#### What is expected:
The answer must consist of every line below that holds the word "berry".

#### Records for the task:

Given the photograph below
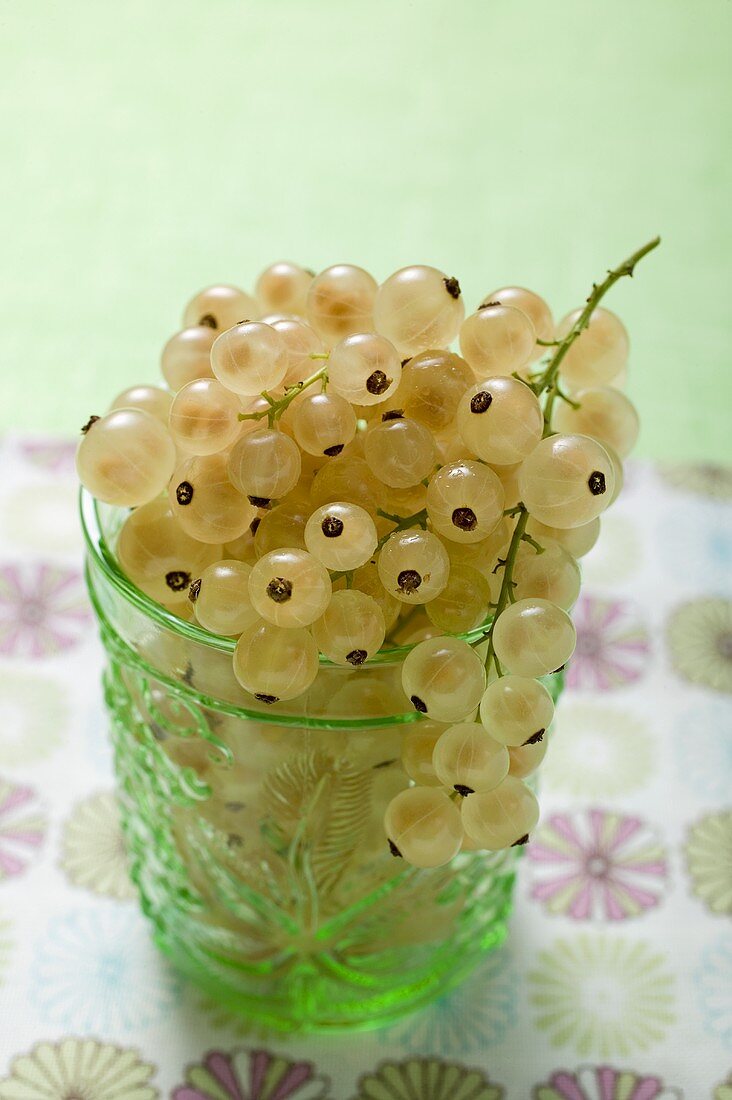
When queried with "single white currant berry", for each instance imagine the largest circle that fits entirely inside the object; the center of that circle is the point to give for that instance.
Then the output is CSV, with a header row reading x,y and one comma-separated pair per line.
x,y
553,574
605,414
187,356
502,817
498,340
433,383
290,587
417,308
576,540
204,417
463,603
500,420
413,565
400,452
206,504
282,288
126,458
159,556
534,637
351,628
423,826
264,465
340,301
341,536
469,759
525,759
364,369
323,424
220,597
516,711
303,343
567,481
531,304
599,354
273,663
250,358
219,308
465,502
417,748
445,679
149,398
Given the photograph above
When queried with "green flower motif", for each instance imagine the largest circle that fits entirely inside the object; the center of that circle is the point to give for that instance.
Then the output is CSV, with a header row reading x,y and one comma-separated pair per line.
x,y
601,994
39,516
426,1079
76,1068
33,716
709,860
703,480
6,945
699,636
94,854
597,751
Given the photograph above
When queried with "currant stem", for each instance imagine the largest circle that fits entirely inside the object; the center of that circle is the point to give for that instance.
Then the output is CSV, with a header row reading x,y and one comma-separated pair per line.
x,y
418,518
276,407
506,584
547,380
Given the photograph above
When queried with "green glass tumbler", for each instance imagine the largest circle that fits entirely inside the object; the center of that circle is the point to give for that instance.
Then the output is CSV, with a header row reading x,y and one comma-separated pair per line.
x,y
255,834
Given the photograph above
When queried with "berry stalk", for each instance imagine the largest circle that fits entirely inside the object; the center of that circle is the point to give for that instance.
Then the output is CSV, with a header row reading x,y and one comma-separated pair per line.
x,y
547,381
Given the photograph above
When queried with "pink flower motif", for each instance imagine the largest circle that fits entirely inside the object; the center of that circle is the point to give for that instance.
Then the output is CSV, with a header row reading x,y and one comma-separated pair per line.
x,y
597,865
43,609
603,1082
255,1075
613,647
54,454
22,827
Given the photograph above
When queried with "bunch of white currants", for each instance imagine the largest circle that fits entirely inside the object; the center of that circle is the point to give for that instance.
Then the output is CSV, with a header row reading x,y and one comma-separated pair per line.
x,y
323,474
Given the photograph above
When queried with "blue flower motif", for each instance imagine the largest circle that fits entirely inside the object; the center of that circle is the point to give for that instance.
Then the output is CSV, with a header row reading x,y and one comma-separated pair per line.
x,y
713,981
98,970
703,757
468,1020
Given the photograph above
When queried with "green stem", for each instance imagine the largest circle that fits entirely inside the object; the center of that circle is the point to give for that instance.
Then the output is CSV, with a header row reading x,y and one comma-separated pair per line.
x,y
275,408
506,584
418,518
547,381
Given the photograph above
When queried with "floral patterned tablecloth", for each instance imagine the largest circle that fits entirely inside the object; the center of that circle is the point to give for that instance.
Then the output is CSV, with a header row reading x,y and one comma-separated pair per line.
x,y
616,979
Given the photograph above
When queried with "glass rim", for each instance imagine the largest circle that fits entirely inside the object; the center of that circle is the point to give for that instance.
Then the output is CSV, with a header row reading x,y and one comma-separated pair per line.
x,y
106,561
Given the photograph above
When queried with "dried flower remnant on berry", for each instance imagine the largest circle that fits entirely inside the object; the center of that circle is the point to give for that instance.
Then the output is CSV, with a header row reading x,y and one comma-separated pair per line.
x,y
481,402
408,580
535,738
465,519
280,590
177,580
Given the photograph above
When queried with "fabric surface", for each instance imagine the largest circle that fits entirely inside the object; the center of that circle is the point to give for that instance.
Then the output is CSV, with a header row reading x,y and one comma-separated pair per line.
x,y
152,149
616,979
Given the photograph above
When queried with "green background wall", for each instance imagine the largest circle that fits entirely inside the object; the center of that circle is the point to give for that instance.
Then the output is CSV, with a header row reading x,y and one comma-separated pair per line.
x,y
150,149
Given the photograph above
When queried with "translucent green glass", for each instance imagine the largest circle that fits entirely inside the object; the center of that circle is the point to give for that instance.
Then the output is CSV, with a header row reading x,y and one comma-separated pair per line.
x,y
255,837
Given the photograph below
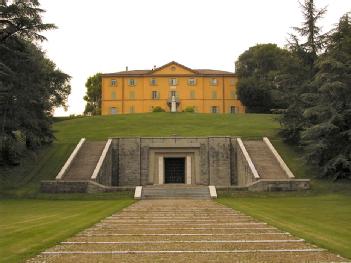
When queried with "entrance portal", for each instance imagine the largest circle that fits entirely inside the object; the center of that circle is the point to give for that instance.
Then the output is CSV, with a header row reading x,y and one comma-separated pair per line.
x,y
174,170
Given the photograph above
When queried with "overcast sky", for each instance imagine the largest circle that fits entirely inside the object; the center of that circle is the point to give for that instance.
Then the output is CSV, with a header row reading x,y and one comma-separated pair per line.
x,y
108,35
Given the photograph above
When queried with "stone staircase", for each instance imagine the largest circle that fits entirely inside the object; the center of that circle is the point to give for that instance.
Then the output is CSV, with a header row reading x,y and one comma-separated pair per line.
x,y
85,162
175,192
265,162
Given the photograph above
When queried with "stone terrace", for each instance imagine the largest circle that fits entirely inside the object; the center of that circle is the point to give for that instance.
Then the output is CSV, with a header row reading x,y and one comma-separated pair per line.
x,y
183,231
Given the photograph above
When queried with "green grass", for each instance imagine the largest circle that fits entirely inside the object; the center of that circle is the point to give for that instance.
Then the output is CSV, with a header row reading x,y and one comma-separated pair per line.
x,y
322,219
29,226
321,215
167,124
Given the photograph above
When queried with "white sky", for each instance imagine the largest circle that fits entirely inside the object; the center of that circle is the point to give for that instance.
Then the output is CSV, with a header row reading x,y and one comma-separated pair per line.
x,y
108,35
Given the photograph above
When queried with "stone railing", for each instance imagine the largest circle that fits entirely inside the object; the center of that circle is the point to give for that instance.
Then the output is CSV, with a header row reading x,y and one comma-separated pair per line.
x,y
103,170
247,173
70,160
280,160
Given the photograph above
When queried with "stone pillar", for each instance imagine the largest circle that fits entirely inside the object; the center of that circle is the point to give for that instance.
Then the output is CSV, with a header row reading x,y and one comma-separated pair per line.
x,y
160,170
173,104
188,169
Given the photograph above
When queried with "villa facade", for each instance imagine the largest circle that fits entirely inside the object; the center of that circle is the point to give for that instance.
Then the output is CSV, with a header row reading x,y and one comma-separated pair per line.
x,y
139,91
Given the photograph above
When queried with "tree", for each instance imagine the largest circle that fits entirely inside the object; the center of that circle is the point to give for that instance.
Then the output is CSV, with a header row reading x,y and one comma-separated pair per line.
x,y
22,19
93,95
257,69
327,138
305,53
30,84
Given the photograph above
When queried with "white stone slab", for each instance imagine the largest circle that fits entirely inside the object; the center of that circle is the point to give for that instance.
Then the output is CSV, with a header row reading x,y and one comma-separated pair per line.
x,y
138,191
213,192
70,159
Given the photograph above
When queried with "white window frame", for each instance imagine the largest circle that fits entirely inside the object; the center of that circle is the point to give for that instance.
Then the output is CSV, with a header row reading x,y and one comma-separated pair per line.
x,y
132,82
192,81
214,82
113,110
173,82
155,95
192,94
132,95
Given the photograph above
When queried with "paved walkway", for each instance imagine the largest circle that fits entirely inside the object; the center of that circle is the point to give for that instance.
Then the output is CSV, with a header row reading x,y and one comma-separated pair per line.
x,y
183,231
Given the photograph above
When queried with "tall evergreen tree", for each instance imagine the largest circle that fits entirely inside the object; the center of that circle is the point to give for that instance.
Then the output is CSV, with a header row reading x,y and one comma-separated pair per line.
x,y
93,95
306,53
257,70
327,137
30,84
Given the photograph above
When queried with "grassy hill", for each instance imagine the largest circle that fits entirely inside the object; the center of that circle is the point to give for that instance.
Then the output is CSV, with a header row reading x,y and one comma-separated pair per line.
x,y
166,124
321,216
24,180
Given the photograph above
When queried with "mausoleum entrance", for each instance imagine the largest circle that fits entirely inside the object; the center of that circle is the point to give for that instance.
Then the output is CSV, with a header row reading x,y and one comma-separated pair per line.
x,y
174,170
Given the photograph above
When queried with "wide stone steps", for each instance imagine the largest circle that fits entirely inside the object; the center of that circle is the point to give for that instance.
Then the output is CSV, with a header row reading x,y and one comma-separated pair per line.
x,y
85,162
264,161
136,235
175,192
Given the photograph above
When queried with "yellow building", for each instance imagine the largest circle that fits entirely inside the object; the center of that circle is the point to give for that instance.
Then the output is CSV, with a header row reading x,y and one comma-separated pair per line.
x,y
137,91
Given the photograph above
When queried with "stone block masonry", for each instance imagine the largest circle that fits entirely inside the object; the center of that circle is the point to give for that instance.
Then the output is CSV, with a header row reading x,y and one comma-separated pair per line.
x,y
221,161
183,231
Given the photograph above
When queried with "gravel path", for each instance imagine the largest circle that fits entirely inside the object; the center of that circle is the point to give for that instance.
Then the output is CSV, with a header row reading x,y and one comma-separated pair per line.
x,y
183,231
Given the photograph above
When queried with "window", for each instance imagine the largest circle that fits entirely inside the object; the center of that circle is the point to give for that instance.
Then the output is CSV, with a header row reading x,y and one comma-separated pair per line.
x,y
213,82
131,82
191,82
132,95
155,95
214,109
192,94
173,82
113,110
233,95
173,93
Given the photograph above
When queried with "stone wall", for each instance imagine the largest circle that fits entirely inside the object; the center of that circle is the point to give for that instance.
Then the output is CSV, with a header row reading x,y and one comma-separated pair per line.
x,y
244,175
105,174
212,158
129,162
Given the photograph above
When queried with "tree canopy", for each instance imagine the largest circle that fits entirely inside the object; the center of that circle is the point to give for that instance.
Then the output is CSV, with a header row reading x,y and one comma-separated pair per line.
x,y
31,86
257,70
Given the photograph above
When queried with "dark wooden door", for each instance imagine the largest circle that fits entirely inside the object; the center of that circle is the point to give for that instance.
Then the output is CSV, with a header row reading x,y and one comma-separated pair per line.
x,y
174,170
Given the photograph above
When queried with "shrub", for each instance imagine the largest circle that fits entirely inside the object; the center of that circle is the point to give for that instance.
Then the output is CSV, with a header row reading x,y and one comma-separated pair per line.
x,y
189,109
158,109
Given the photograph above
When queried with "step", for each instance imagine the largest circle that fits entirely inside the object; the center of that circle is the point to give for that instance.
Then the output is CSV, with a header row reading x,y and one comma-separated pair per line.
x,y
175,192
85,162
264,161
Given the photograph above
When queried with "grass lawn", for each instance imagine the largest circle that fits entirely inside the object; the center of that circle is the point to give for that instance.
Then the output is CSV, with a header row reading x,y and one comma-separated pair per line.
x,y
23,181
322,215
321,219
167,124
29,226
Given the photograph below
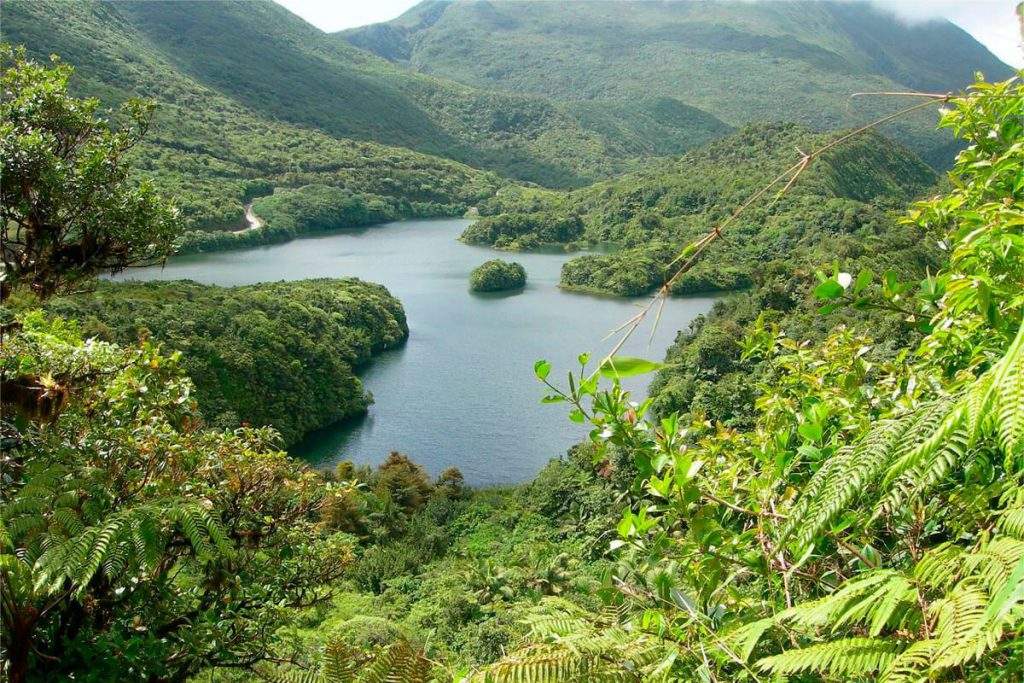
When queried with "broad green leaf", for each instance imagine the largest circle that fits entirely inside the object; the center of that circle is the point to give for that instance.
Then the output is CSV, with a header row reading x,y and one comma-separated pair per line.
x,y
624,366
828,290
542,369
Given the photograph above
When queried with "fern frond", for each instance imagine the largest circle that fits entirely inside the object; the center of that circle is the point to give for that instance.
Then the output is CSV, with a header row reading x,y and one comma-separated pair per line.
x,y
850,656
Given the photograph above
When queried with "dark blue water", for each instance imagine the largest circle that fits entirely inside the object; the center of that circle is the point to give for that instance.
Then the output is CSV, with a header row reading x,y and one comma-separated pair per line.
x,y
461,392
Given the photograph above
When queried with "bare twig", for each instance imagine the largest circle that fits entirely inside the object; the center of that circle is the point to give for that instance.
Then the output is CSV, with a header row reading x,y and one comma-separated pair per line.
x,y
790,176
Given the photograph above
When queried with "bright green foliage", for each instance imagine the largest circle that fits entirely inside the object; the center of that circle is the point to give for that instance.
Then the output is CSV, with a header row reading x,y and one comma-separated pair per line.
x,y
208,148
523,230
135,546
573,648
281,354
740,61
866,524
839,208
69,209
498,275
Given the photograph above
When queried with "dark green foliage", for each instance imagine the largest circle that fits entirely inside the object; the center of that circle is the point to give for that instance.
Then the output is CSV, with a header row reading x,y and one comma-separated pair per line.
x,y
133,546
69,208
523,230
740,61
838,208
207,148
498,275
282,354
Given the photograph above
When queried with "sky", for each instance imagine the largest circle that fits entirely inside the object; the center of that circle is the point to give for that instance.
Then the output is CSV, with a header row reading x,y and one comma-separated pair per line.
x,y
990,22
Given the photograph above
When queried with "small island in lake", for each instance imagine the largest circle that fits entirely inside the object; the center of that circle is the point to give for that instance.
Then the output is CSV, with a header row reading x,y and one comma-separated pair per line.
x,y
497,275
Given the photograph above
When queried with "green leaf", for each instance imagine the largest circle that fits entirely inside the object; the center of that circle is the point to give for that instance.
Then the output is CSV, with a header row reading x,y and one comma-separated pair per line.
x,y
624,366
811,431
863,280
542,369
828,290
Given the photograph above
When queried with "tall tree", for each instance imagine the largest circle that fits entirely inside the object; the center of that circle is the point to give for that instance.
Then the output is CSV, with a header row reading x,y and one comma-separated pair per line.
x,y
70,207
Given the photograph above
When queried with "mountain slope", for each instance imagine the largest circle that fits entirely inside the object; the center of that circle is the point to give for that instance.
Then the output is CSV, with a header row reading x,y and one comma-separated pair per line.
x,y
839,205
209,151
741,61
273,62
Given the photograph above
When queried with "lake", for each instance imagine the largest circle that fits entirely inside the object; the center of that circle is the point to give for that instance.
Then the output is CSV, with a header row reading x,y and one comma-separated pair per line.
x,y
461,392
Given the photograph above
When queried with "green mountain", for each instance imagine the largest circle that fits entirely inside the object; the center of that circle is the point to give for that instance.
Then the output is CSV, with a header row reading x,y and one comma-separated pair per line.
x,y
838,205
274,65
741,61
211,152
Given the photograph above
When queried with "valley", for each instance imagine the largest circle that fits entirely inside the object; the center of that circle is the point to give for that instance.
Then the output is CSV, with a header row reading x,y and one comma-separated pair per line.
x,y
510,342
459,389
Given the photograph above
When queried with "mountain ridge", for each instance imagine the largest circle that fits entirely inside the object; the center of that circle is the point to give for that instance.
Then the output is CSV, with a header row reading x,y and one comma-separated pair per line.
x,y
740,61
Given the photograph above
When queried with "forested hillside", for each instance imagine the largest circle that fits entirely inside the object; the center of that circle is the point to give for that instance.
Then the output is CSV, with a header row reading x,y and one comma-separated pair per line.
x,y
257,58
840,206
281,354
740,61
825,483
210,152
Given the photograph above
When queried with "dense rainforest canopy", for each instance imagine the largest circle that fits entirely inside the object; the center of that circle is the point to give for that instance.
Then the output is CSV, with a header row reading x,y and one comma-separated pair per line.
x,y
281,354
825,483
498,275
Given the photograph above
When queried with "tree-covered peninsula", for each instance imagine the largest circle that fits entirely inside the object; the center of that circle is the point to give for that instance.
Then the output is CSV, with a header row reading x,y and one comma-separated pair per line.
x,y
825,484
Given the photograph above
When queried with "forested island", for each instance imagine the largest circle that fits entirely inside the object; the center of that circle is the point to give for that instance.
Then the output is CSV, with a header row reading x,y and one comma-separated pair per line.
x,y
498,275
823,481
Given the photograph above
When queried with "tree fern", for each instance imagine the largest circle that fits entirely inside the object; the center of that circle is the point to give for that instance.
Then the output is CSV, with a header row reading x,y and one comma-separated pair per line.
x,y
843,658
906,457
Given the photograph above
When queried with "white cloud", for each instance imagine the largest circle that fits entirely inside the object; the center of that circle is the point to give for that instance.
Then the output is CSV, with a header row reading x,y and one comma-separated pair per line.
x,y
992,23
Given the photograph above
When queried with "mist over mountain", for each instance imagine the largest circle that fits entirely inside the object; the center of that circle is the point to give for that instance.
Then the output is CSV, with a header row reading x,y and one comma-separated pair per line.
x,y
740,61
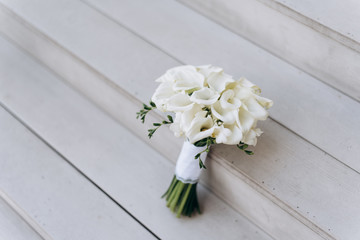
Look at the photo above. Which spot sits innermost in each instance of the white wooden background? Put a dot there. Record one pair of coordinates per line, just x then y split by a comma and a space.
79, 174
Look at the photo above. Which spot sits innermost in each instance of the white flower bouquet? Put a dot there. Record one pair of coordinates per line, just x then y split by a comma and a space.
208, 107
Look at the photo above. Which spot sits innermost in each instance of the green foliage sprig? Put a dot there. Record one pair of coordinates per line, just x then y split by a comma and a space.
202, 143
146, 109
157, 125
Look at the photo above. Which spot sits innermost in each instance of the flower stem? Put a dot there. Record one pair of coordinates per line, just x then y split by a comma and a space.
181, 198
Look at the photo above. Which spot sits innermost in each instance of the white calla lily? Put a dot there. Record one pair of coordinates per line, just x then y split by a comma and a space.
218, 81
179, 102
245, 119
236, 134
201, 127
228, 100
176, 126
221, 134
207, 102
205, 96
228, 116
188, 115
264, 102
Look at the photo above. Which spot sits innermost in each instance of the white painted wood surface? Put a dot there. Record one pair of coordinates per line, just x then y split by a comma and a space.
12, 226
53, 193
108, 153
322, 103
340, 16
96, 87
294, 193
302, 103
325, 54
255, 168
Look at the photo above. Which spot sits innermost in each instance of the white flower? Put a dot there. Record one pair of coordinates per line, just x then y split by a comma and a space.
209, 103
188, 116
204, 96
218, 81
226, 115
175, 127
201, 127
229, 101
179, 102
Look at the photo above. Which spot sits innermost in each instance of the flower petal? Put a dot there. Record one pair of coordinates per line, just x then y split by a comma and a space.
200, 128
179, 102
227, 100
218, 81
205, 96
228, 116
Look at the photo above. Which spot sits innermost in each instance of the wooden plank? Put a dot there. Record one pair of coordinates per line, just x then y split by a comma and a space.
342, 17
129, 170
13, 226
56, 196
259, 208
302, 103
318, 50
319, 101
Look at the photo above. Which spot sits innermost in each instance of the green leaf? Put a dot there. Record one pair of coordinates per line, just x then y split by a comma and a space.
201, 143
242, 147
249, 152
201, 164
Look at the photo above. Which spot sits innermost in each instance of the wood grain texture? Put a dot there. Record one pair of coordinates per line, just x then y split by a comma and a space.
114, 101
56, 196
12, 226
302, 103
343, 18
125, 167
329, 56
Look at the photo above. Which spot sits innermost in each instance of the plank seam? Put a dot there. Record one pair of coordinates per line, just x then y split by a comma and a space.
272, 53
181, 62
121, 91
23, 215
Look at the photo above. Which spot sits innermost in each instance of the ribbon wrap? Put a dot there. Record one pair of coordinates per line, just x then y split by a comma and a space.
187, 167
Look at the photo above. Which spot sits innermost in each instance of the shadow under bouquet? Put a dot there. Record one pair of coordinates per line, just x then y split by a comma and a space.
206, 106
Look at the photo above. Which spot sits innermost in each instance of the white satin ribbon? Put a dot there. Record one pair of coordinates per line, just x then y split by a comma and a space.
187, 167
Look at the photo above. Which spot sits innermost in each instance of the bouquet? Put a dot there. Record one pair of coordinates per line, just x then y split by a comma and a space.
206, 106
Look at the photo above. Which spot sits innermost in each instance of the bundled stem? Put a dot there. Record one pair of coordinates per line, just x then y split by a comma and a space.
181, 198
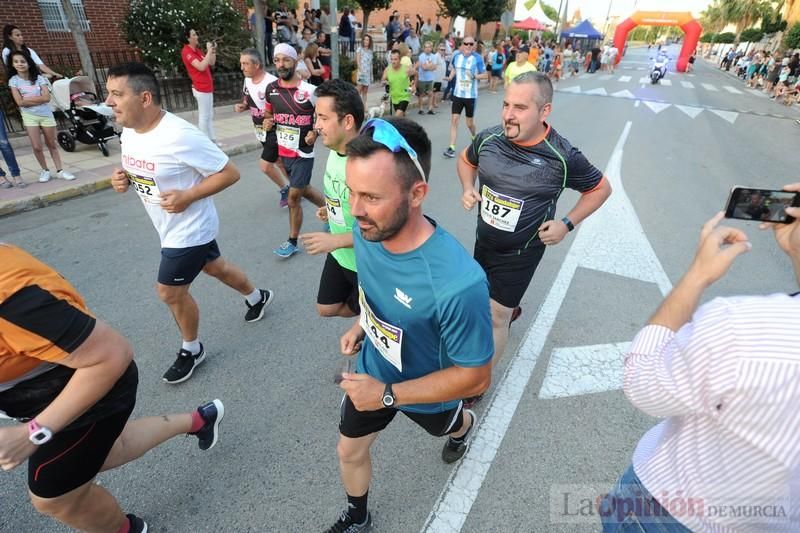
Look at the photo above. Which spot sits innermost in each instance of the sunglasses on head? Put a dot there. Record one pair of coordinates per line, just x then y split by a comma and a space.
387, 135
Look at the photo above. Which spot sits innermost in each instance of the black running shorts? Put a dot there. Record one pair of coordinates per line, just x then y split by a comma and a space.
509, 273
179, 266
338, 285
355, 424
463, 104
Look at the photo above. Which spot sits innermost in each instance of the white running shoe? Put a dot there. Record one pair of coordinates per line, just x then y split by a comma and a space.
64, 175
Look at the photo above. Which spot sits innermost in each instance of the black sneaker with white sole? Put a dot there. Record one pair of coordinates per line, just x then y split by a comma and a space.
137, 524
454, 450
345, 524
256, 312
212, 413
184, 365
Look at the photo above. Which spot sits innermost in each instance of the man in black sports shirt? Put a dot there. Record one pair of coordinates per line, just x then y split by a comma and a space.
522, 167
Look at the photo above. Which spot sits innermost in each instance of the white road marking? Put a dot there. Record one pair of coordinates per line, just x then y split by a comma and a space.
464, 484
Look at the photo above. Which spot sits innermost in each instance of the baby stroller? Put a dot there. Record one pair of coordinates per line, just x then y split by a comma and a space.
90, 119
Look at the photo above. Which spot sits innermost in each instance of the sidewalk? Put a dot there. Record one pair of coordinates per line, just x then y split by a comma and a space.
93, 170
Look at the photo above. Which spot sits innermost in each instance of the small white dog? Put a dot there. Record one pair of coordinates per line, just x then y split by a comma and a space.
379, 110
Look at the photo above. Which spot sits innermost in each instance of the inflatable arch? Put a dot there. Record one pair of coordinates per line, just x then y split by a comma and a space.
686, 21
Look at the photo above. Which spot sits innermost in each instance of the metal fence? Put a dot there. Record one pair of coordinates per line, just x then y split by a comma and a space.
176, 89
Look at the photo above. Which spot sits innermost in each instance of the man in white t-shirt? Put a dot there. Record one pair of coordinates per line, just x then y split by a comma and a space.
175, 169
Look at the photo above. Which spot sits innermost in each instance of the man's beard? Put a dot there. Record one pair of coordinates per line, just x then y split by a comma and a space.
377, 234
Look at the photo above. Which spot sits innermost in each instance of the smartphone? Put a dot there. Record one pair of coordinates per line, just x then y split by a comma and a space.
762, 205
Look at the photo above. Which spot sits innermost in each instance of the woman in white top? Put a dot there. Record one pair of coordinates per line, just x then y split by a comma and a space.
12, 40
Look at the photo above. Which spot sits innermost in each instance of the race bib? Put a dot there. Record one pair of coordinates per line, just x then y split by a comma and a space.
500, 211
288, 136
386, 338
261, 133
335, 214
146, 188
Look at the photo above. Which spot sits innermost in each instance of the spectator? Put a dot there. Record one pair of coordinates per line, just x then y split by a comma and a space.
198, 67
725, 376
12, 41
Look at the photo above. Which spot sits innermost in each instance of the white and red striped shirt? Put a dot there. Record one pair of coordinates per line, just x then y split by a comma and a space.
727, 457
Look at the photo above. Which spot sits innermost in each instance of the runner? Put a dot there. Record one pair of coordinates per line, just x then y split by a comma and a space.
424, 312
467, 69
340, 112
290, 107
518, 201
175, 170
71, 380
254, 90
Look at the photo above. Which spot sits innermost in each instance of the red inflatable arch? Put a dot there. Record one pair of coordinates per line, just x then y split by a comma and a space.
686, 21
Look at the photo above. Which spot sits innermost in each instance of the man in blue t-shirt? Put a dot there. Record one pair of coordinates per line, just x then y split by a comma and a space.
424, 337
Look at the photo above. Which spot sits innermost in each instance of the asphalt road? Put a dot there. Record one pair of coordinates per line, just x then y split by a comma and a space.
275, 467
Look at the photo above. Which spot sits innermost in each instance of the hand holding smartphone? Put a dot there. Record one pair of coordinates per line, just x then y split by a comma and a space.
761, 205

#### The answer:
When queried with "single white currant berry", for each instance imagine the largest circle that fits entirely inside the object; the center of that circle is the point to give for that instance.
When queried with "berry stalk", for each instance imagine the largest circle that fits entirely inside the object; the center of that circle is the point to give for that instance.
When queried with "dried flower remnant on berry", for each instance imagine the largest circle that fits entirely inside the object; the center of that circle is the point to give for that instance.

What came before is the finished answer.